Respondendo a pergunta, a forma como as pessoas se apropriam dessa imagem não é estanque, e elas sempre têm a possibilidade de usá-la de uma maneira diferente daquela que está apresentada no livro. O processo de construção iconográfica não se encerra e outros ícones podem ser gerados. Tenho muito cuidado, por exemplo, com a criação de marcas territoriais, que foi uma das abordagens utilizadas em meu trabalho com o Sebrae, em duas cidades importantes aqui do Maranhão, Carolina e Tutóia. Queriam imagens que fossem a cara dessas cidades, mas fico sempre pensando em sistemas de imagens, não imagens únicas, que remetam diretamente a um elemento ou algum ponto turístico. Fico pensando nos lugares comuns, nos lugares que são compartilhados. Isso aconteceu, por exemplo, num trabalho que fizemos em São Luís, a marca territorial de um bairro, utilizando a igreja. A igreja era o lugar comum desse bairro, o lugar de congregação não só religiosa, mas comunitária, o lugar em que as pessoas se reúnem; as crianças jogam bola em frente à igreja; a chave da igreja não fica com o padre, fica com o chefe comunitário. Então, é o lugar de fruição mútua. Quanto mais ampla for essa representação, menor a possibilidade de negarmos outras possibilidades, de negarmos que outras imagens representem aquele lugar.
Sou muito a favor do compartilhamento digital. Isso é fundamental para a abordagem que tenho do projeto, que é querer que as pessoas se apropriem dessas imagens, porque ao se apropriarem, ao torná-las suas, elas se sentem à vontade para mudá-las. Não é uma coisa intocável: “aquilo é da designer Raquel Noronha”. Não, não é, é de cada um que participou, é meu, é das artesãs, é dos meus alunos. Está tudo na internet, baixa quem quiser. Esse compartilhamento é o que promove o conhecimento, a preservação patrimonial e a possível abertura para que outras imagens sejam construídas, testadas, sampleadas.
Disponibilizar um arquivo e fazer com que uma pessoa que não tenha um conhecimento técnico específico altere esse arquivo, às vezes, é malvisto. Mas o processo é tão experimental que isso não é um problema. É uma releitura, uma adaptação, uma ressignificação dessas imagens. É importante para que não se cristalize, para que sejam fomentadas novas iniciativas.
Como fazer para que um ícone não se transforme num estereótipo?
Aí entra uma questão muito importante que é o conhecimento da pesquisa de campo da metodologia antropológica, isto é, a metodologia da pesquisa etnográfica no trabalho do designer. A confluência desses dois campos de conhecimento, design e antropologia, é fundamental. Por quê? Porque faz com que possamos construir imagens como textos contemporâneos, imagens que têm portas e janelas para se comunicar com o mundo – não são imagens fechadas. E quem é o autor dessas imagens, são os artesãos ou somos nós? A meu ver, a autoria é compartilhada entre vários agentes. Essas imagens deixam a porta aberta.

→ **Linhas**
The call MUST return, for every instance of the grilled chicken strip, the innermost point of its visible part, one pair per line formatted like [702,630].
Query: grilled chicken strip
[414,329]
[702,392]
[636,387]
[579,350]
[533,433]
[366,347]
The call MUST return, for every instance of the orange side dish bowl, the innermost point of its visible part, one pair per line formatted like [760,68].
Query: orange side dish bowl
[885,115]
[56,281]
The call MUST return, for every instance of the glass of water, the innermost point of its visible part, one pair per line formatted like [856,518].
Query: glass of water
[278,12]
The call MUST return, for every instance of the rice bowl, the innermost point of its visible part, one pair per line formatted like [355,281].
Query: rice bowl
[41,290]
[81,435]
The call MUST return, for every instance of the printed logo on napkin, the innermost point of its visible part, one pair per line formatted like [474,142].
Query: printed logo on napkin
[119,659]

---

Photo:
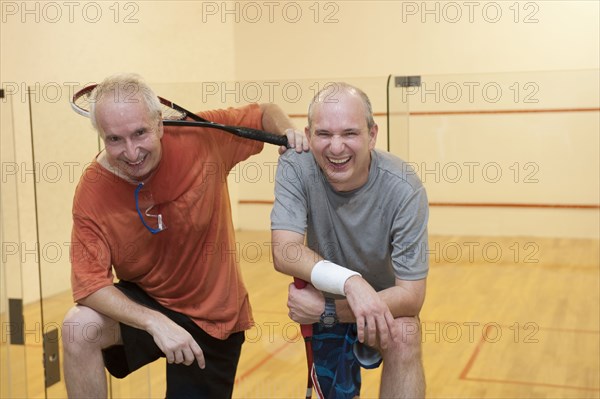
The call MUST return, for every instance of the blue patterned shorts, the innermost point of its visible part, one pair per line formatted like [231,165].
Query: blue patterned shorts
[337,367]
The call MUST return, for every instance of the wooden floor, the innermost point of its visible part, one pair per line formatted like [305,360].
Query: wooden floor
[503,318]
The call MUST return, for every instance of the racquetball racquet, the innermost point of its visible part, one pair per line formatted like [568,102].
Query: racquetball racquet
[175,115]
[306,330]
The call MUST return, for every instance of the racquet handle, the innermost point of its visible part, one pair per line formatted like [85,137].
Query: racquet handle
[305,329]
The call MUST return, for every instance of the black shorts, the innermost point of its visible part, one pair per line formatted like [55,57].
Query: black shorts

→ **Exercícios propostos**
a – Relacione todas as cidades mencionadas no texto para leitura.
b – Indique se cada afirmação concorda com o texto para leitura, citando as palavras dele que decidem a questão: (i) a chave da igreja do bairro fica com o padre; (ii) a confluência entre design e antropologia é considerada fundamental; (iii) as imagens estão disponíveis na internet para quem quiser baixá-las.

→ **Respostas dos exercícios**
a – Carolina, Tutóia e São Luís.

b –
(i) Não: "a chave da igreja não fica com o padre, fica com o chefe comunitário".
(ii) Sim: "A confluência desses dois campos de conhecimento, design e antropologia, é fundamental."
(iii) Sim: "Está tudo na internet, baixa quem quiser."